Biogenesis of bacterial cellulose/xanthan/CeO2NPs composite films for active food packaging.

ABSTRACT

The increasing significance of biopolymer-based food packaging can be attributed to its biodegradability and independence from petroleum-derived materials. Concurrently, metal oxide nanoparticles (NPs) have gained prominence as effective antimicrobial agents against both wild-type and antibiotic-resistant microbes. In this study, cerium oxide or ceria, CeO2, nanoparticles with an average diameter of 50 nm were synthesized via a green method utilizing Vibrio sp. VLC cell lysate supernatant. The synthesized CeO2 NPs displayed remarkable antimicrobial properties, inhibiting the growth of Escherichia coli and Staphylococcus aureus by 93.7 % and 98 %, respectively. To enhance the potential of bacterial cellulose (BC) for advanced applications, we developed a BC/xanthan/CeO2 nanocomposite using both ex situ and in situ techniques. The integration of CeO2 NPs within the nanocomposite structure not only improved the inherent properties of BC, but also rendered it suitable for use in active food packaging systems. The nanocomposite exhibited no significant cytotoxicity on the human dermal fibroblast (HDF) cells, confirming its safety. Nanocomposites containing biogenically synthesized CeO2 NPs demonstrated exceptional efficacy for reducing microbial contamination. Bread samples coated with nanocomposite films displayed no signs of microbial growth. These results support the application of BC/xanthan/CeO2 nanocomposites as suitable and effective coating materials for antimicrobial food packaging applications.

────────

What to do:
A - Answer these questions using the abstract on cerium oxide composite films:
(i) What average diameter did the synthesized CeO2 nanoparticles have?
(ii) What was used to synthesize them by the green method?
(iii) By what percentage did they inhibit the growth of Staphylococcus aureus?
B - Please explain in one to three sentences why, according to the abstract, biopolymer-based food packaging is gaining significance.
C - List every component of the nanocomposite developed in the abstract's study.
The material that comes next is from a different source than the abstract.

Input data:
────────

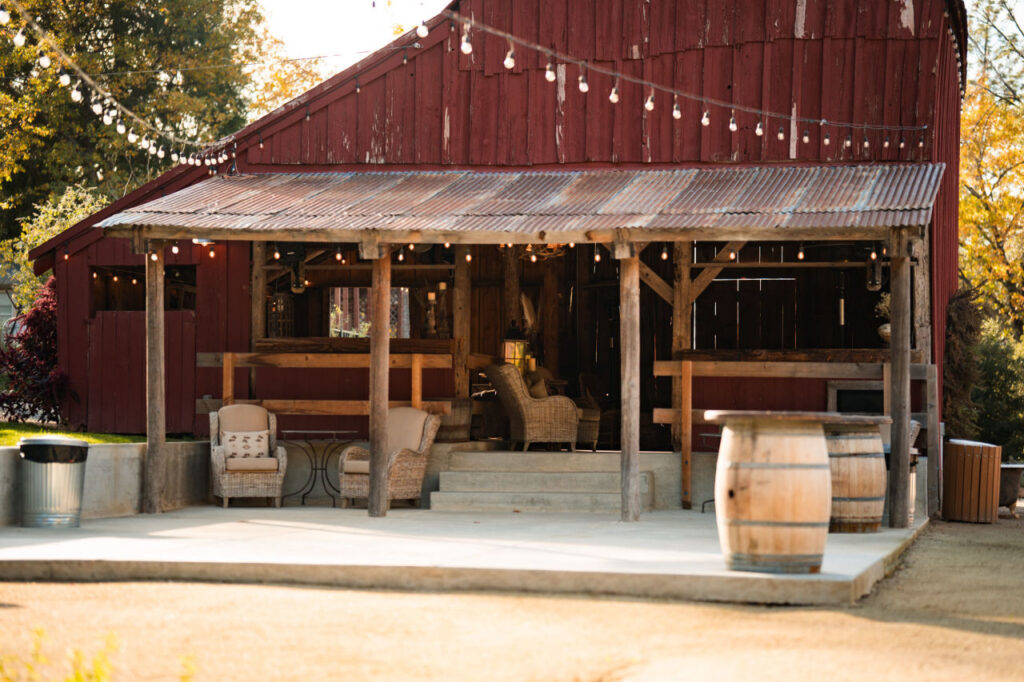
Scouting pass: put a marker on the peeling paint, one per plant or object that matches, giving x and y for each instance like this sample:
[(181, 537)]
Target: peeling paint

────────

Expected outputs:
A -
(i) 50 nm
(ii) Vibrio sp. VLC cell lysate supernatant
(iii) 98 %

B - Biopolymer-based food packaging is biodegradable and does not depend on petroleum-derived materials.

C -
- Bacterial cellulose (BC)
- Xanthan
- Cerium oxide (CeO2) nanoparticles